EXERCISE REQUIREMENTS
Reproduce, word for word, the stretch of the Vince Rennich obituary from "Sunday, July 17, 2011" through "as his last.".

PASSAGE

---+---

Sunday, July 17, 2011

Andrew and Vince at the bar

Vince Rennich

January 9, 1932 – December 18, 1999

Vince F. Rennich, “Vin Vin” 67, died Saturday at Shore Memorial Hospital. Born in Philadelphia, PA he was an area resident for 46 years and local bartending legend at Greogry’s Restaurant and Bar for 42 years. He served in the Korean War in the First Calvary and was the recipient of the Bronze Star with Oak Leaf Clusters and two Purple Hearts. Mr. Rennich was a graduate of the school of hard knocks, loved to travel and had a zest for life. He lived each day as his last.

A Mass of Christian Burial will be held on Wednesday at 10:30 AM at St. Josephs Church, Shore Rd. Somers Point. Interment Seaside Cemetery, Palermo. Friends may call after 9:30 AM at the church.

Just out of the Army from the Korean War, he was hired by John McCann, the Philadelphia beer baron, and sent to work at Bay Shores, a Jersey Shore resort nightclub that catered to seasonal tourists.

---+---

DATASET EXTRACT
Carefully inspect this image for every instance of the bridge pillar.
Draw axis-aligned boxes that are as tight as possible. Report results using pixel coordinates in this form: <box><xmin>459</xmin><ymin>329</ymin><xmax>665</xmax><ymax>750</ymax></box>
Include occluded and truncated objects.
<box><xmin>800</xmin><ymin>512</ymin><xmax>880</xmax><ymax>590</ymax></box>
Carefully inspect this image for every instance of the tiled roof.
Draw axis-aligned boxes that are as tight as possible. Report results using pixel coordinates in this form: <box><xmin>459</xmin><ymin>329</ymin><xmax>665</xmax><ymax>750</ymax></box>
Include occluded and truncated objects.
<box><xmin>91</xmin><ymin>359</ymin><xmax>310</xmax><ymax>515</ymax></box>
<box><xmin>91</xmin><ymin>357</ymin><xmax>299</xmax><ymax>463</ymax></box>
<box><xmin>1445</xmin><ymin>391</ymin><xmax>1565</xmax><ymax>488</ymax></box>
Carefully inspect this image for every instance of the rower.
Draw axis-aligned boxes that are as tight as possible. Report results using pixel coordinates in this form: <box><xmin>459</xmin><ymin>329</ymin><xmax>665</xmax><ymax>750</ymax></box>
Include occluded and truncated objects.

---+---

ANSWER BOX
Sunday, July 17, 2011

Andrew and Vince at the bar

Vince Rennich

January 9, 1932 – December 18, 1999

Vince F. Rennich, “Vin Vin” 67, died Saturday at Shore Memorial Hospital. Born in Philadelphia, PA he was an area resident for 46 years and local bartending legend at Greogry’s Restaurant and Bar for 42 years. He served in the Korean War in the First Calvary and was the recipient of the Bronze Star with Oak Leaf Clusters and two Purple Hearts. Mr. Rennich was a graduate of the school of hard knocks, loved to travel and had a zest for life. He lived each day as his last.